Is there a restored version of the Raggedy Ann & Andy film from 1940?
There is indeed a newly preserved version of the Fleischer Raggedy Ann two-reeler.
UCLA did it (and THE RAVEN) as part of Asifa- Holllywood’s preservation program two years ago. It only exists for public screening as a 35mm answer print. It looks great, though It has not been digitally restored yet. That’s up to Paramount. Unlike the two Famous Studios Shorts, the Fleischer Raggedy Ann is not public domain, and still protected by copyright.
I would come awfully close to killing (maybe just some serious maiming) to see a print of “The Raven” with restored color!
Whenever I see a Fleischer/Famous use of the word TECHNICOLOR on the title page, I wonder why so drab? You’d think they would want the word to pop on the screen, yet there is no use of red, or another color that would stand out.
Though it’s got an unusually strong opening, with Raggedy Ann being thrown into a trash can under the credits, typically the Famous crew missed most of the dramatic opportunities in the story of a little blind girl wandering around her shabby block imagining it to be a magic amusement park. Still, it’s one of the better efforts of the studio, genuinely moving in its way, and well deserving of the restoration it’s been given. Halloween, Thunderbean!
‘The Enchanted Square’ has been one of my favorite non-Popeye Famous Studios shorts, even when all we had were washed out NTA prints with hacked up titles. For me, Winston Sharples’ score and songs made up for the lack of visual appeal. Do we know who provided Raggedy Ann’s singing voice? Seeing the film now really makes me wish it could have been a two-reeler like the Fleischer effort. Whereas the 1940 short felt like a feature squashed into a short, this one needed just a bit more breathing room, especially towards the end in the transition from the joyous, carefree dancing to the melancholy ‘I wish I could see my mother’s face’ moment and then back again with the happy reunion.
Still, it’s a fantastic film and well-deserving of its reputation. Truly a last gasp before Famous allowed itself to slide into relative mediocrity.

**Dataset entries:**

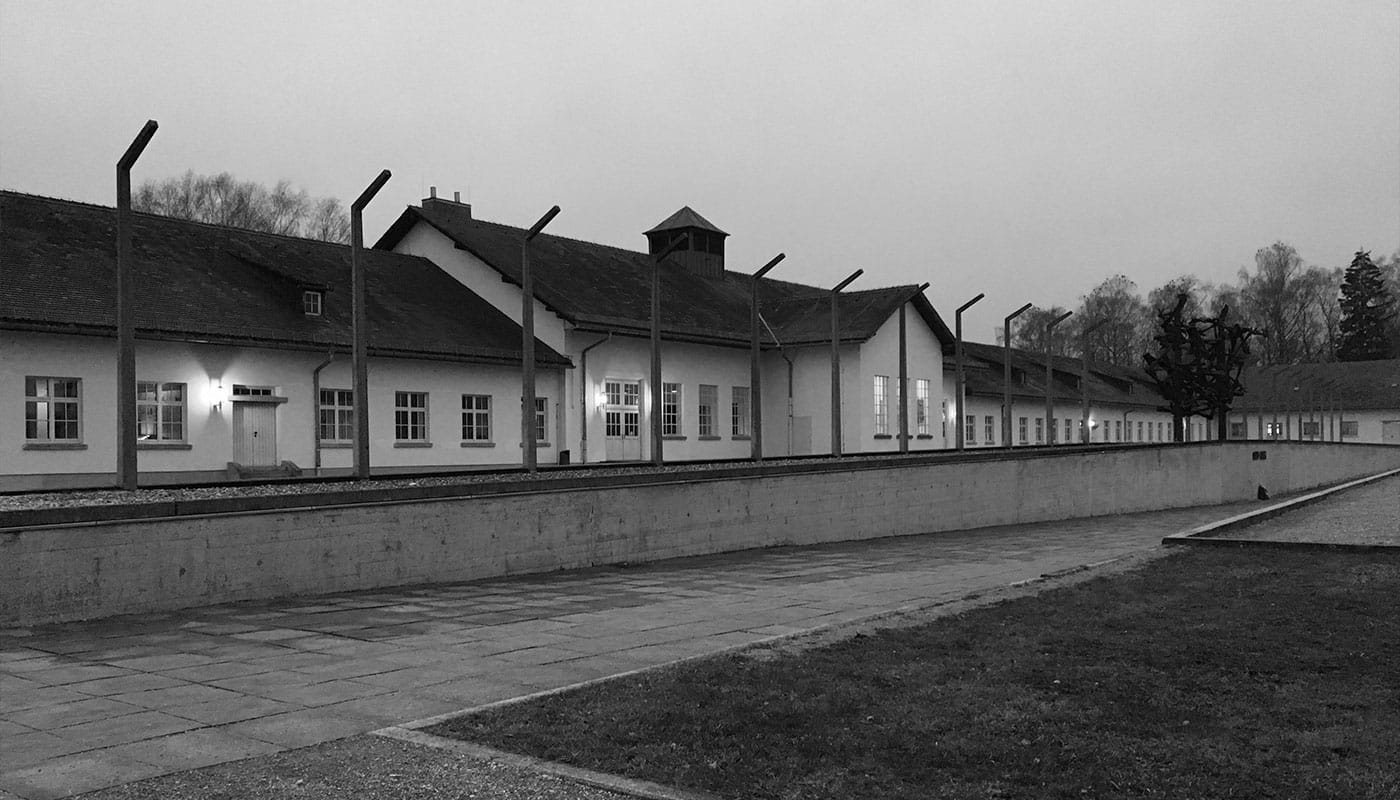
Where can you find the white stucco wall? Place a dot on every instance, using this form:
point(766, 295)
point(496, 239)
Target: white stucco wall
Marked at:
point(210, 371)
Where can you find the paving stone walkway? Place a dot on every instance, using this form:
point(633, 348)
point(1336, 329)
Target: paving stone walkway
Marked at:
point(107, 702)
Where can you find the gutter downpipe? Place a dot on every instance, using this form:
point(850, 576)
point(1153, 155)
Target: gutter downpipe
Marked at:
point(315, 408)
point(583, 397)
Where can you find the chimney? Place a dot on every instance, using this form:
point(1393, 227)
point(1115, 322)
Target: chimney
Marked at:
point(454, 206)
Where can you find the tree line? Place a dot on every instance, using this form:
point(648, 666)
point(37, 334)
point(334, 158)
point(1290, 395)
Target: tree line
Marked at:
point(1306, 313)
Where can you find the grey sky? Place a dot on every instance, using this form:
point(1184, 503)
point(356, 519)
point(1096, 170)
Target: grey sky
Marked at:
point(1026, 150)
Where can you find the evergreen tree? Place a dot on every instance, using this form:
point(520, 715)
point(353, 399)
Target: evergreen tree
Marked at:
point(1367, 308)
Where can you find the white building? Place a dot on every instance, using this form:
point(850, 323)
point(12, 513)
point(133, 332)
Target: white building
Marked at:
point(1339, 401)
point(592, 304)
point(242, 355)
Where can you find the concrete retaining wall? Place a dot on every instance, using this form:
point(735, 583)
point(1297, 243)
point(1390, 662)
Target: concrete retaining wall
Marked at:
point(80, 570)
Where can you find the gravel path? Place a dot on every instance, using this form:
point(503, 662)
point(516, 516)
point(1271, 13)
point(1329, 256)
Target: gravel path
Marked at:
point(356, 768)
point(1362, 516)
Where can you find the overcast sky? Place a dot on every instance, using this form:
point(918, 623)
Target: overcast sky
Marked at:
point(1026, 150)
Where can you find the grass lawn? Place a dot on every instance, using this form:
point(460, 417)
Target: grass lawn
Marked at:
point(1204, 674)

**Short problem:**
Continue the comment thread about the Raggedy Ann cartoons and their restoration, picking up after its last sentence; leave the data alone.

**Task answer:**
I feel like the film is trying really, really hard, and has some very strong moments as well; the musical score near the end is beautifully realized with the action during the reunion; I’ve always thought it odd that the mother figure here has no eyes, but it’s clearly on purpose. This and the other Raggedy Ann short I think come the closest to a feature film feel out of the studio (some design in both films reminds me of Mr. Bug in layout especially). The middle of the film is trying hard to incorporate story into the various ‘fun’ events, but none of the ideas build very well onto the others.
The little scene with Giuseppe crying I think misses the most- it’s really unclear why he’s that upset since it only built out of one scene earlier, and his emotional reaction beyond that moment doesn’t resolve well at all, leaving the audience to not really care about this particular situation. There seemed to be an attempt to show outward kindness in this moment of the film on the part of Billie. I wish this part worked much better since it could have had the ability to further pull heart strings. When Raggedy Ann first starts singing, another wonderful chance is missed in building her imagined world. That section more than any needed imaginative imagery to pull us into the world in an interesting way.
Still, the film has some strong moments and some really nice animation. The opening is especially beautiful as you noted. Thanks too for helping on the journey to a better version, Dave!
As much as this was Shane Miller’s pet project at least some of the credit must go to Orestes Calpini, who was head animator and co-writer. Steve, you outdid yourself bringing this cartoon back to life with a sparkling restoration. I’ve never envisioned colors like this in a Famous cartoon, having sat through hours and hours of NTA beet-red prints.
The Enchanted Square is a VERY visual-driven cartoon. Neither Calpini nor Miller had ever worked on a cartoon story/script before or since this cartoon. But what an effort they made.
Steve– thanks to you this film is looking absolutely fantastic! Speaking for my dad— thanks for all you do–
Ginny (Kneitel) Mahoney
To be honest, I fell like the Fleischer two-reel was better and more emotional than the two Famous shorts even if they got the relationship with Ann and Andy wrong (I wonder if Fleischer would’ve had similar relationship confusion with Superman and Supergirl had Kara been created around the time of the shorts).
How I have waited more than 10 years for this day.
Ever since I first discovered this cartoon on a $1 Digiview DVD back in 2005, it quickly became one of my all-time favorites. Through the muddy NTA print and the poor video transfer (wherever it came from), I can see such a beautiful story and a timeless message. Since I was younger back then (I’m 28 now.) and was amazed at Disney’s track record at the time for restoring their classics on DVD (I know that’s still debatable.), I couldn’t help but think for a long time how it would feel to see this cartoon and many others like it receive such a restoration. And Mr. Stanchfield, despite there still being a few splices at head and tail of the film, you and your team have pretty much made that dream real.
Steve, I saw your earlier comments on how certain moments should have been fleshed out more, and well, I guess all I can say is that it took me all these years to notice and to quite agree with you. I wonder how Famous Studios felt at the time about two-reelers like the Fleischers did. This film could have made a nice 20 minutes or so. However, for a 10-minute cartoon, I really thought back then, as I do now, that they did pull on my heartstrings enough to care about every part of it, from beginning to end. It still made its point, and it did a beautiful job doing so.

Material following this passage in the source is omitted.